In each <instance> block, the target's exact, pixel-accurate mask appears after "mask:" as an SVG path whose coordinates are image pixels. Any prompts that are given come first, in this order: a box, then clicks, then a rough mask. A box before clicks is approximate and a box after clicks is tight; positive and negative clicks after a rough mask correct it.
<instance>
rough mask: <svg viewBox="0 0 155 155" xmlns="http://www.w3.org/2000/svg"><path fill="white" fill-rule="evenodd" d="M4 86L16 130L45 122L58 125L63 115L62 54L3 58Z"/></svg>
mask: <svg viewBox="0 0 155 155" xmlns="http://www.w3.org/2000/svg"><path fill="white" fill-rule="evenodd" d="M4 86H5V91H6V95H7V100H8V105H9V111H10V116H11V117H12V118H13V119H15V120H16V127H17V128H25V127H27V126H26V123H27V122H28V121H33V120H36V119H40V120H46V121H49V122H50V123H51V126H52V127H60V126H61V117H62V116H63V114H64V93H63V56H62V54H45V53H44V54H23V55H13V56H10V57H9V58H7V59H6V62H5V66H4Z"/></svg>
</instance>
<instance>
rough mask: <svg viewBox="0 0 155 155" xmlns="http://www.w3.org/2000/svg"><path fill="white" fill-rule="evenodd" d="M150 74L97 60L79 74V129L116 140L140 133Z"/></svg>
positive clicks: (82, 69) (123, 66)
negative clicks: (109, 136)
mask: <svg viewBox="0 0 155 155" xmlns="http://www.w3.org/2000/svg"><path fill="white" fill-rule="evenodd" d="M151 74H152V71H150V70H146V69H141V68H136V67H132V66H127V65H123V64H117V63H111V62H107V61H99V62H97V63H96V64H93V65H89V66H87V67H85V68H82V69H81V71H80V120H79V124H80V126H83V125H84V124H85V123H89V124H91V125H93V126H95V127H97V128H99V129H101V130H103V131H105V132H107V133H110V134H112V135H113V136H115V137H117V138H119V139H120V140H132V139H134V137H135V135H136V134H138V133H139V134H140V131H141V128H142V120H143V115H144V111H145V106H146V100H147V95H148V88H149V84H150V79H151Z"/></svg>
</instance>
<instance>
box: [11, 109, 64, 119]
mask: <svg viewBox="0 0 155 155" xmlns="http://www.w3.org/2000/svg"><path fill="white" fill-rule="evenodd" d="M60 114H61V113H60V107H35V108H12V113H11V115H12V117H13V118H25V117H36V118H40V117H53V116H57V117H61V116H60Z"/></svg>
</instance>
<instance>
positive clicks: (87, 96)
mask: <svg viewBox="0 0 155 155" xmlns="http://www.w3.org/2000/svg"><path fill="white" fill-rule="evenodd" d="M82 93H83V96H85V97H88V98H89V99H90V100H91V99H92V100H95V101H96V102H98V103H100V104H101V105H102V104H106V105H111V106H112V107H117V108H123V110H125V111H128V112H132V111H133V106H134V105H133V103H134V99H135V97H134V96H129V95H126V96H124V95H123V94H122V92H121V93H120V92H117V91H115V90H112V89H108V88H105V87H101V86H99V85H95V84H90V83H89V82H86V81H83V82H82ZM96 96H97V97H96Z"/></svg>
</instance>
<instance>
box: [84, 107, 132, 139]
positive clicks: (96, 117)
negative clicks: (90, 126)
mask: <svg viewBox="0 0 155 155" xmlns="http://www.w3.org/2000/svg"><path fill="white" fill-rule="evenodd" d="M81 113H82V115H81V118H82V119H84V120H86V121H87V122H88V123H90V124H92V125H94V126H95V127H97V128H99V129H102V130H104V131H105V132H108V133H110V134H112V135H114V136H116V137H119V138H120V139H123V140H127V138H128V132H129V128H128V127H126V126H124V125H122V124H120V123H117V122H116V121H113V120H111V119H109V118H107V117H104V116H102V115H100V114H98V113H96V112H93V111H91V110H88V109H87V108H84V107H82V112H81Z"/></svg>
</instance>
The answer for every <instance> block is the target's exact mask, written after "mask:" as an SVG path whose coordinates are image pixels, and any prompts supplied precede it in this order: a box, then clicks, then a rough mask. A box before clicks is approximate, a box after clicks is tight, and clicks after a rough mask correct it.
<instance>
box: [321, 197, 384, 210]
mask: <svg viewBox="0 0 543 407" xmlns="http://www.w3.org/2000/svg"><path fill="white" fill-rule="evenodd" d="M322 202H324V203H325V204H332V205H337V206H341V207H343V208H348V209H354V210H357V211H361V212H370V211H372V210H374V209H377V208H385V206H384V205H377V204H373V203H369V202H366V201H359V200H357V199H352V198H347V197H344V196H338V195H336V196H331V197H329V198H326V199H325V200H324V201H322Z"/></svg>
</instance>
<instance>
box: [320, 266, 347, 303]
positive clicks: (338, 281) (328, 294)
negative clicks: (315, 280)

### EXERCISE OBJECTIVE
Count the lines of the records that contain the string "negative", treating case as significant. Give only the number.

### TASK RESPONSE
4